■ **TEXTO DE ORIGEM**
◇ ◇ ◇ ◇
No momento da detenção, a jovem levava consigo um número de telefone que pertencia à casa de Ziburu em que se encontrava o seu companheiro Dionisio Aizpuru, Kurro. Rosa diz que a tortura da Polícia espanhola não cessou até conseguirem que a jovem combinasse um encontro com Kurro.

Estava já tudo a postos para a emboscada. O encontro tinha sido marcado para 22 de Março, às 22h, nuns rochedos próximos do porto da baía de Pasaia. Três sinais de luz, usando uma lanterna, seriam o combinado para indicar que o lugar “estava limpo”.

No dia 22 de Março, por volta das 19h, os cinco jovens e a cadela de Merino, Beltza, fazem o percurso desde Ziburu numa lancha tipo Zodiac. Todos vestiam fatos salva-vidas, como medida de protecção, o que os impedia de trazer armas por cima.

Quase ao mesmo tempo, Rosa é levada pela Polícia para o sítio combinado. Antes, contudo, ao sair da esquadra pode observar os preparativos da operação. “Havia muito movimento e os polícias, todos com coletes à prova de bala, pegavam em armas atrás de armas... Eu fiquei bastante nervosa e perguntava-lhes, tão inocente, para que queriam aquelas armas, ao mesmo tempo que lhes gritava que me tinham prometido que só os iam prender”, relata, ainda comocionada pela lembrança.
◇ ◇ ◇ ◇
Dados de anotação de coordenadas

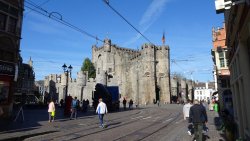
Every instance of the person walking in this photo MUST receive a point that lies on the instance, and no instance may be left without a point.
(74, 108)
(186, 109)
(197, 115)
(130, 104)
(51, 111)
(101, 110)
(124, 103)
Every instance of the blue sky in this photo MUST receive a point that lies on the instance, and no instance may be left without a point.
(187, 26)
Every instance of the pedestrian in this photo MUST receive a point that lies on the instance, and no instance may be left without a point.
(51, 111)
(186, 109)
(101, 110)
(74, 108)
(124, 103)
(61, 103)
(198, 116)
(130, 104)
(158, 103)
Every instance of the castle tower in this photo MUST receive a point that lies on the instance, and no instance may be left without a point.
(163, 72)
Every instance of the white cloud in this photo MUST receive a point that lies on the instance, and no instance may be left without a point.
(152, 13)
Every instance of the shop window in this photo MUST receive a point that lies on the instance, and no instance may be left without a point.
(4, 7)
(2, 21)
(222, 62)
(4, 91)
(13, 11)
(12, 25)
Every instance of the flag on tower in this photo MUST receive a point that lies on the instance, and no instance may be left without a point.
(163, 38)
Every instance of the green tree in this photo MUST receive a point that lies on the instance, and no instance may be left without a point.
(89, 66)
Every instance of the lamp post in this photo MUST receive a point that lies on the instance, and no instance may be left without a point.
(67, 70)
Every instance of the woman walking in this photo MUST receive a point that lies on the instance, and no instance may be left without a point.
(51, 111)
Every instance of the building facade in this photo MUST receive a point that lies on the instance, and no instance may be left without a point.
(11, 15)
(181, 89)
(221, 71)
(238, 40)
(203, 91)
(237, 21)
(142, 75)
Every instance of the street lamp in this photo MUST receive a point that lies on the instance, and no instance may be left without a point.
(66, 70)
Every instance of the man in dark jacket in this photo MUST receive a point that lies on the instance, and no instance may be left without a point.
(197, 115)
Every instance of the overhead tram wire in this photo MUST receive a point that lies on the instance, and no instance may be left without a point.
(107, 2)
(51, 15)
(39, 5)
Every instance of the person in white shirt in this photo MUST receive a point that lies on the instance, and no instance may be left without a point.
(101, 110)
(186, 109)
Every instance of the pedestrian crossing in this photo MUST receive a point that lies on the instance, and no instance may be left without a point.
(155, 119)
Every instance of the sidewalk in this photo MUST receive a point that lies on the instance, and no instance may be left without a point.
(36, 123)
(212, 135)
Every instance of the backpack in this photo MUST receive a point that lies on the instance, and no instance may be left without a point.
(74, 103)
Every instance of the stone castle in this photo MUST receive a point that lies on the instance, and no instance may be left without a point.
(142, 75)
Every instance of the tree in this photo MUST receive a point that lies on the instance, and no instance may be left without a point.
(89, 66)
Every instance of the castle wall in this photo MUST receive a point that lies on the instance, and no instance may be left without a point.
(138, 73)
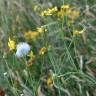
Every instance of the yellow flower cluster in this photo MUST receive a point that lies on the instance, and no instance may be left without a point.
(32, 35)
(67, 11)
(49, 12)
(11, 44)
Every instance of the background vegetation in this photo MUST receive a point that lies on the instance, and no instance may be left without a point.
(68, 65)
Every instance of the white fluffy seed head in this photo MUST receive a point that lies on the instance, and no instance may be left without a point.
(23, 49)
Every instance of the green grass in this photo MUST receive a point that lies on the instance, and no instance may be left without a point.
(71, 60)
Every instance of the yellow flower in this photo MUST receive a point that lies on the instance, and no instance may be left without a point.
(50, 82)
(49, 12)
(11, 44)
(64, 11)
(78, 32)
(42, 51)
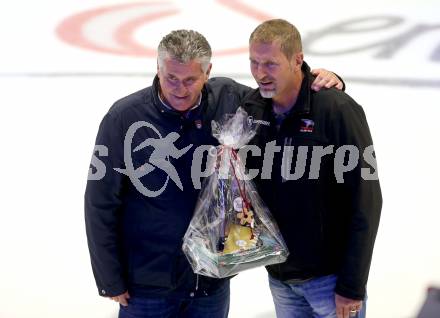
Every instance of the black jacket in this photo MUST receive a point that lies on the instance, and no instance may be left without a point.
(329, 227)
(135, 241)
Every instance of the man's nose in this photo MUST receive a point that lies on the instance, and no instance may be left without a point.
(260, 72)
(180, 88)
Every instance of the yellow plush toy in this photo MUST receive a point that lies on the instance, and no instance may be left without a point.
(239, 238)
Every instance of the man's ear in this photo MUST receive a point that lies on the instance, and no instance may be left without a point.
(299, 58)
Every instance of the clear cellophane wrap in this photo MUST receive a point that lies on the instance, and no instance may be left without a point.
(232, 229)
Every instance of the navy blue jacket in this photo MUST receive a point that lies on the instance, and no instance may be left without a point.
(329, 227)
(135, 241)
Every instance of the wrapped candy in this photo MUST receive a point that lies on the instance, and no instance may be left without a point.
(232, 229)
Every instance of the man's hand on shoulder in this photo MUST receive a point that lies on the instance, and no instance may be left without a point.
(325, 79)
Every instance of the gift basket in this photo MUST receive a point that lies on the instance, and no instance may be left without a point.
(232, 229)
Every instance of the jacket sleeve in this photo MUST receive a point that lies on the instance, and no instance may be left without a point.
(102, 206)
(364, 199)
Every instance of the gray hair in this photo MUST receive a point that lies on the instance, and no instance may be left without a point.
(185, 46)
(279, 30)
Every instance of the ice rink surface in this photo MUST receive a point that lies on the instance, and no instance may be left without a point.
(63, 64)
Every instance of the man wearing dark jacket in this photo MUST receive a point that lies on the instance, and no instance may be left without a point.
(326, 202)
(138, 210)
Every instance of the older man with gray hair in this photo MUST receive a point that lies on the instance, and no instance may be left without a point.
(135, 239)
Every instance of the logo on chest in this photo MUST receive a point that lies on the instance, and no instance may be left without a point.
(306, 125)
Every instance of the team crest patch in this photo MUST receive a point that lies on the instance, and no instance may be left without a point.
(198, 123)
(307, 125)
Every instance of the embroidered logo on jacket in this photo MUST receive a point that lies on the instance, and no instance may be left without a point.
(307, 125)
◇ ◇ ◇ ◇
■ **OBJETIVOS**
1. Transcreva o trecho do texto sobre a emboscada na baía de Pasaia que começa em "No momento da" e prossegue até "armas por cima.", renomeando "Kurro" como "Aizpuru".
2. Prossiga o relato da emboscada na baía de Pasaia a partir do ponto em que o texto termina.

■ **RESULTADOS DO EXERCÍCIO**
1.
No momento da detenção, a jovem levava consigo um número de telefone que pertencia à casa de Ziburu em que se encontrava o seu companheiro Dionisio Aizpuru, Aizpuru. Rosa diz que a tortura da Polícia espanhola não cessou até conseguirem que a jovem combinasse um encontro com Aizpuru.

Estava já tudo a postos para a emboscada. O encontro tinha sido marcado para 22 de Março, às 22h, nuns rochedos próximos do porto da baía de Pasaia. Três sinais de luz, usando uma lanterna, seriam o combinado para indicar que o lugar “estava limpo”.

No dia 22 de Março, por volta das 19h, os cinco jovens e a cadela de Merino, Beltza, fazem o percurso desde Ziburu numa lancha tipo Zodiac. Todos vestiam fatos salva-vidas, como medida de protecção, o que os impedia de trazer armas por cima.

2.
Precisamente quando começa a escurecer, os agentes levam-na até ao lugar combinado. Descem-na até às rochas e atam-lhe as pernas com uma corda. O polícia que segurava a outra ponta da corda, e que a devia puxar, permanece escondido.

Chega a hora e a barca aparece na baía pasaitarra. Os seus cinco tripulantes vêem Rosa ao longe e a lanterna que traz faz o sinal concertado. “Tudo parecia normal e aproximámo-nos”, recorda Merino.

Em poucos segundos a tranquilidade da noite vai desaparecer, a escuridão será dissipada pelos potentes focos da Polícia e o mar tingir-se-á com o vermelho do sangue. Pesem os 24 anos e meio passados, a memória de Merino não conseguiu apagar nem um só detalhe daquela noite e assim o relatou ao GARA.

Era ele que conduzia a embarcação. Já com o motor em ponto morto e as amarras lançadas, todos os militantes se preparam para desembarcar. Os primeiros a descer da zodiac são Pelitxo e Kurro, que conseguem aproximar-se de Rosa e ficar junto dela. O terceiro a descer será Joseba Merino... mas já não há tempo para mais.

Segundo relata, encontrava-se inclinado, a pegar na sua cadela para a passar a Kurro, que esperava já do outro lado. “Então – prossegue –, pudemos ver como se retesava uma corda que imobilizava a Rosa e como ela caía subitamente no chão. Foi nesse momento que se ouviu um ‘Alto, Polícia!’ e tudo ficou iluminado. De seguida, sem haver tempo para nada, ouviu-se um disparo isolado, e logo uns 20 txakurras [cães, no caso, polícias], ou mais, começaram a disparar”.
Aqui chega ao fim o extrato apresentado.